+++ EXTRACTED ENTRIES +++

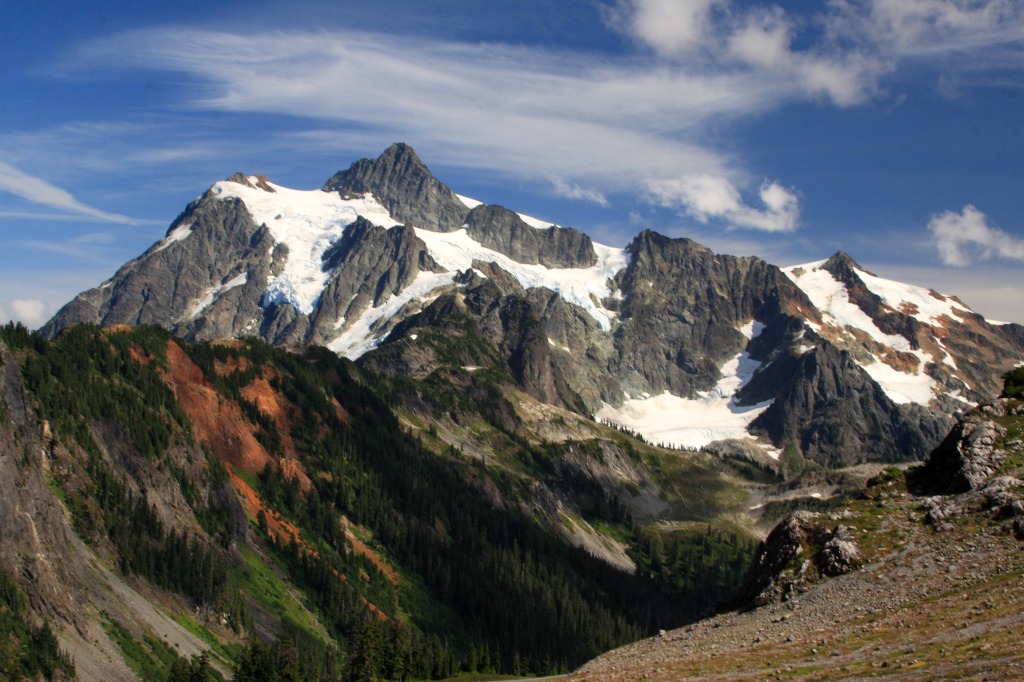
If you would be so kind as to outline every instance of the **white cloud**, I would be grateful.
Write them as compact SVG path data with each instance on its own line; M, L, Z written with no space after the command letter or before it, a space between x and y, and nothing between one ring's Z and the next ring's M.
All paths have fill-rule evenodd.
M727 39L729 52L748 64L776 67L792 57L792 29L779 8L751 13Z
M1024 37L1019 0L873 0L866 4L866 18L876 40L908 55L962 51Z
M17 298L10 302L12 319L18 320L29 329L42 326L49 317L49 306L38 299Z
M21 322L29 329L37 329L49 319L49 309L46 303L37 299L8 300L7 305L0 303L0 324Z
M676 56L702 46L716 0L632 0L609 13L610 23L654 48Z
M943 11L929 15L936 4ZM974 0L830 0L792 16L770 3L618 0L607 12L609 23L652 52L614 61L537 46L357 31L242 35L160 28L90 43L65 71L130 64L183 73L177 80L189 87L176 99L179 111L313 123L276 140L268 135L260 140L264 151L350 154L403 140L432 165L531 181L558 178L556 192L601 204L616 193L642 193L659 178L707 175L746 193L749 178L770 169L745 168L716 141L721 135L709 131L788 102L853 106L875 96L900 59L927 56L922 50L929 46L947 54L953 46L1002 45L1024 27L1014 4L985 5L1003 9L986 13ZM894 15L901 6L905 11ZM933 26L932 33L921 25ZM941 40L926 40L936 31ZM232 135L228 126L220 142ZM189 142L202 148L201 140ZM164 151L173 159L173 150ZM740 197L729 200L729 211L706 216L792 230L798 202L792 191L775 187L762 192L764 207ZM729 194L716 192L720 199Z
M582 199L584 201L591 201L599 206L608 206L608 198L596 189L588 187L580 187L571 182L566 182L561 178L554 178L551 180L551 184L555 188L555 193L560 197L566 199Z
M993 227L988 217L970 204L960 213L932 216L928 229L946 265L962 267L992 258L1024 260L1024 239Z
M777 182L761 184L758 195L763 209L745 204L728 179L715 175L657 180L649 183L648 190L658 204L680 209L702 223L717 219L732 228L792 232L800 222L799 200Z
M27 199L41 206L49 206L72 214L88 216L104 222L131 223L131 218L116 213L107 213L75 199L67 190L45 180L18 170L0 161L0 191Z

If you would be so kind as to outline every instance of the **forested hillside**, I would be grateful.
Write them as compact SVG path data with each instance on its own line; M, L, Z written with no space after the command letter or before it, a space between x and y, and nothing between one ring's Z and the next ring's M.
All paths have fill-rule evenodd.
M506 456L466 454L434 425L465 420L466 405L441 414L421 401L419 415L437 421L414 428L395 407L435 392L429 382L385 380L326 349L189 345L156 327L78 325L45 341L9 325L2 339L75 535L208 644L179 658L88 598L54 619L68 642L76 619L102 622L146 679L566 670L706 611L753 549L734 530L645 525L627 490L574 475L566 462L603 458L600 440L527 437L478 413ZM654 457L607 431L638 467ZM542 480L560 496L554 522L537 513ZM709 516L714 505L693 500L702 504ZM618 538L637 570L572 546L558 523Z

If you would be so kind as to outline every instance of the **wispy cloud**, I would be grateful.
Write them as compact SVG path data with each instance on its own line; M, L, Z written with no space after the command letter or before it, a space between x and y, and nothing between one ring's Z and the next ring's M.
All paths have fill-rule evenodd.
M580 185L566 182L561 178L553 178L551 180L552 186L555 188L555 194L566 199L582 199L583 201L590 201L599 206L609 206L610 203L608 198L603 192L589 187L581 187Z
M41 178L29 175L8 163L0 161L0 192L7 192L33 204L66 211L72 217L82 216L110 223L134 223L128 216L108 213L83 204L70 192Z
M928 229L946 265L966 266L992 258L1024 261L1024 239L991 225L988 217L970 204L959 213L932 216Z
M709 131L787 102L854 106L901 60L1005 55L1024 31L1013 0L832 0L799 17L764 3L619 0L606 18L650 49L610 61L357 31L176 27L89 43L65 71L183 73L178 111L313 122L320 130L287 136L320 152L403 140L432 164L550 182L569 198L629 192L698 220L786 232L799 224L797 192L785 178L759 186L764 172Z

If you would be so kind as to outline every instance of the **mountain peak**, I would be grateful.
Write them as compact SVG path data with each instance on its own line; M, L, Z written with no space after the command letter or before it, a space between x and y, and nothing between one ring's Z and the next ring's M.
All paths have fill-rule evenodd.
M823 266L829 272L835 272L836 270L847 270L855 268L857 270L863 270L857 261L845 251L836 251L831 258L825 261Z
M372 194L395 220L434 232L459 229L469 213L404 142L391 145L376 159L360 159L335 173L323 189L342 197Z

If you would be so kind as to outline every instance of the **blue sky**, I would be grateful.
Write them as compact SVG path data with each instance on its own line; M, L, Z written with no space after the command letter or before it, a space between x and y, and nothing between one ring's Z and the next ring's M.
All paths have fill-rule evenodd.
M623 245L845 250L1024 322L1024 3L0 4L0 318L45 321L235 171L404 141Z

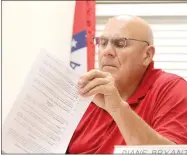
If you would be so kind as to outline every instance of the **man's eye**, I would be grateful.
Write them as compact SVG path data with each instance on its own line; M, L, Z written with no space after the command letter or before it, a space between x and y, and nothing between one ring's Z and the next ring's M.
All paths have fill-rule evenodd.
M100 40L100 45L101 45L101 46L106 46L107 43L108 43L108 41L107 41L106 39L101 39L101 40Z
M118 47L118 48L124 48L126 46L126 41L117 40L117 41L115 41L115 46Z

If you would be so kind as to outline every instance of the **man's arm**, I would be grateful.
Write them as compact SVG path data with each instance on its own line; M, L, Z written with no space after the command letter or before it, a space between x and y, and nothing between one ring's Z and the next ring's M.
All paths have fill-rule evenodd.
M161 136L140 118L127 103L121 103L120 112L112 116L127 145L172 145L174 142Z
M128 145L187 144L187 84L179 80L171 87L165 85L153 114L151 128L127 103L120 104L119 112L112 113Z

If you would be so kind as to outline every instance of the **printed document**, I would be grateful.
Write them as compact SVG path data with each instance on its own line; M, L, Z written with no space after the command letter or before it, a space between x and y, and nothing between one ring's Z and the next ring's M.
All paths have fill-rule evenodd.
M93 99L78 95L79 77L61 60L41 52L3 124L2 150L65 153Z

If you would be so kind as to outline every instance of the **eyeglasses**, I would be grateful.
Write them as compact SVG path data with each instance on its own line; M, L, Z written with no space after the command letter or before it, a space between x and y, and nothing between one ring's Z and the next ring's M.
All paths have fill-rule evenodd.
M139 40L139 39L132 39L132 38L125 38L125 37L116 37L109 39L107 37L94 37L94 44L98 45L99 48L105 48L108 45L108 42L110 43L117 49L122 49L127 46L127 41L132 40L132 41L139 41L139 42L145 42L149 46L149 42L145 40Z

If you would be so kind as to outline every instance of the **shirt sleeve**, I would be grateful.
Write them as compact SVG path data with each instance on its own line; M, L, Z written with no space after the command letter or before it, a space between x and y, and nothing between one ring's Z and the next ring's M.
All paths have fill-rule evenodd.
M152 127L176 144L187 144L187 82L170 80L160 89Z

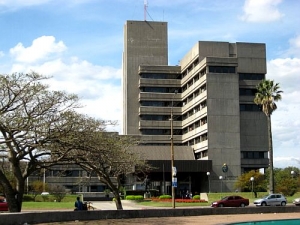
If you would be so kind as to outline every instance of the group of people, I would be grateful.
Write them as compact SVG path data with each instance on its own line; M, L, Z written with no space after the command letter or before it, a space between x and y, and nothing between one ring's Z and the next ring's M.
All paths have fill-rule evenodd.
M192 199L193 194L192 192L189 192L188 190L180 190L180 197L185 199Z

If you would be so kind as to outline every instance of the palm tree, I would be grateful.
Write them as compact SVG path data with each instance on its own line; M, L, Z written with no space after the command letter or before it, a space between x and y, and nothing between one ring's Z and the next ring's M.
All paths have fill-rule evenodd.
M274 192L274 172L273 172L273 141L271 130L271 114L277 109L275 102L281 100L282 91L279 90L279 84L274 84L273 80L262 80L257 86L254 103L262 107L268 120L269 135L269 164L270 164L270 193Z

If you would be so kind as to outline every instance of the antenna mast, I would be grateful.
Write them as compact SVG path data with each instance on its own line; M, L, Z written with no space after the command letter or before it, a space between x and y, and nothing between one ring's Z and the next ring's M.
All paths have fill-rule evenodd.
M144 20L147 20L147 7L148 7L148 1L144 0Z

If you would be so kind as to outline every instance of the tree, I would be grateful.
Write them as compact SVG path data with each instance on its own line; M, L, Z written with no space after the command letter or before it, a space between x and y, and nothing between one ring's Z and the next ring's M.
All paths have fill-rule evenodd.
M291 174L295 172L295 176ZM274 169L275 191L286 196L293 196L299 187L299 169L296 167L287 167L284 169Z
M268 122L268 136L269 136L269 167L270 167L270 193L274 192L274 172L273 172L273 141L271 128L271 115L277 109L276 103L281 100L280 87L278 83L272 80L262 80L257 86L257 93L255 94L254 103L262 107L262 111L267 116Z
M48 185L44 184L43 181L36 180L32 182L32 184L30 185L30 189L35 201L37 195L41 194L44 190L48 190Z
M116 208L123 209L120 192L124 175L150 169L140 155L131 150L137 141L129 136L106 132L103 121L88 116L78 116L78 123L73 128L73 135L66 136L51 149L57 150L57 157L63 154L68 163L79 165L88 174L95 174L111 189ZM52 157L55 157L53 152Z
M49 191L55 197L55 200L61 202L66 197L66 188L62 185L50 185Z
M252 191L252 182L250 180L251 177L254 178L253 192L255 197L257 197L257 192L265 191L267 188L264 174L258 171L251 170L247 173L243 173L240 177L238 177L238 180L235 183L235 187L240 188L243 191Z
M50 91L46 80L34 72L0 75L0 185L11 212L21 211L26 178L61 160L47 146L71 131L79 107L76 95Z

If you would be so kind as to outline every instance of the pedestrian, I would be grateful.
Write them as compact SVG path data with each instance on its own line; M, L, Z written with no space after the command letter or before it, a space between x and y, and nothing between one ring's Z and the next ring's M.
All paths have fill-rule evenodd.
M76 202L75 202L75 211L77 210L83 210L83 203L80 201L80 197L77 197Z

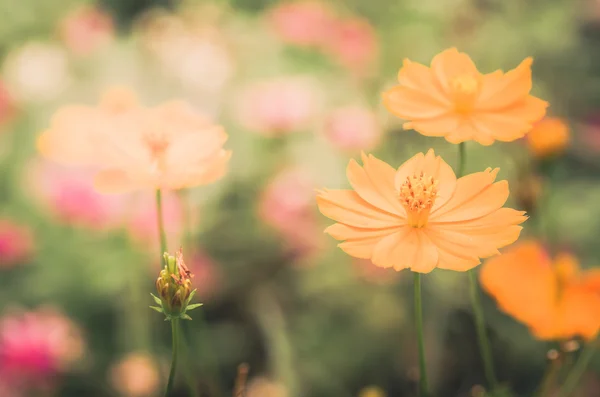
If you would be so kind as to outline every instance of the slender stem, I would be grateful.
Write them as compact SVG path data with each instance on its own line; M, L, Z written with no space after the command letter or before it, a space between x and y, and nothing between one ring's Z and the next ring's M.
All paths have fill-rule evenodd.
M162 192L156 189L156 221L158 222L158 235L160 237L160 255L167 252L167 235L165 233L165 222L163 219Z
M595 343L590 343L586 346L586 348L579 356L577 363L575 364L569 375L567 375L567 379L565 379L565 383L560 389L560 392L558 393L557 397L567 397L575 391L575 389L579 385L579 380L583 376L583 373L585 372L588 364L592 360L592 357L594 356L595 352Z
M535 393L536 397L545 397L550 395L564 361L563 352L559 353L557 350L551 350L550 352L556 353L556 356L549 357L550 362L548 363L548 367L546 368L546 372L542 378L542 383L540 384L538 391ZM551 354L550 352L549 354Z
M415 323L419 344L419 396L429 395L427 386L427 367L425 366L425 341L423 335L423 305L421 300L421 273L415 275Z
M466 145L461 142L458 145L458 172L456 176L462 177L465 171L466 163ZM475 269L468 271L469 273L469 284L470 284L470 295L471 295L471 306L473 307L473 314L475 316L475 328L477 331L477 340L479 343L479 351L481 359L483 361L483 370L485 373L485 379L489 387L495 389L498 387L496 375L494 373L494 360L492 359L492 349L490 348L490 341L487 336L485 328L485 317L483 314L483 307L481 306L481 300L479 299L479 287L477 285L477 274Z
M173 385L175 384L175 371L177 370L177 356L179 350L179 319L171 320L171 332L173 334L173 356L171 359L171 371L169 372L169 381L167 382L167 390L165 391L165 397L169 397L173 392Z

+++

**PROMPT**
If a line above includes the string "tree", pick it out.

**EXERCISE RESPONSE**
If you would be so kind as to outline every instance of the palm tree, I would be grateful.
If you would be so kind as to outline every instance of the tree, I would be grateful.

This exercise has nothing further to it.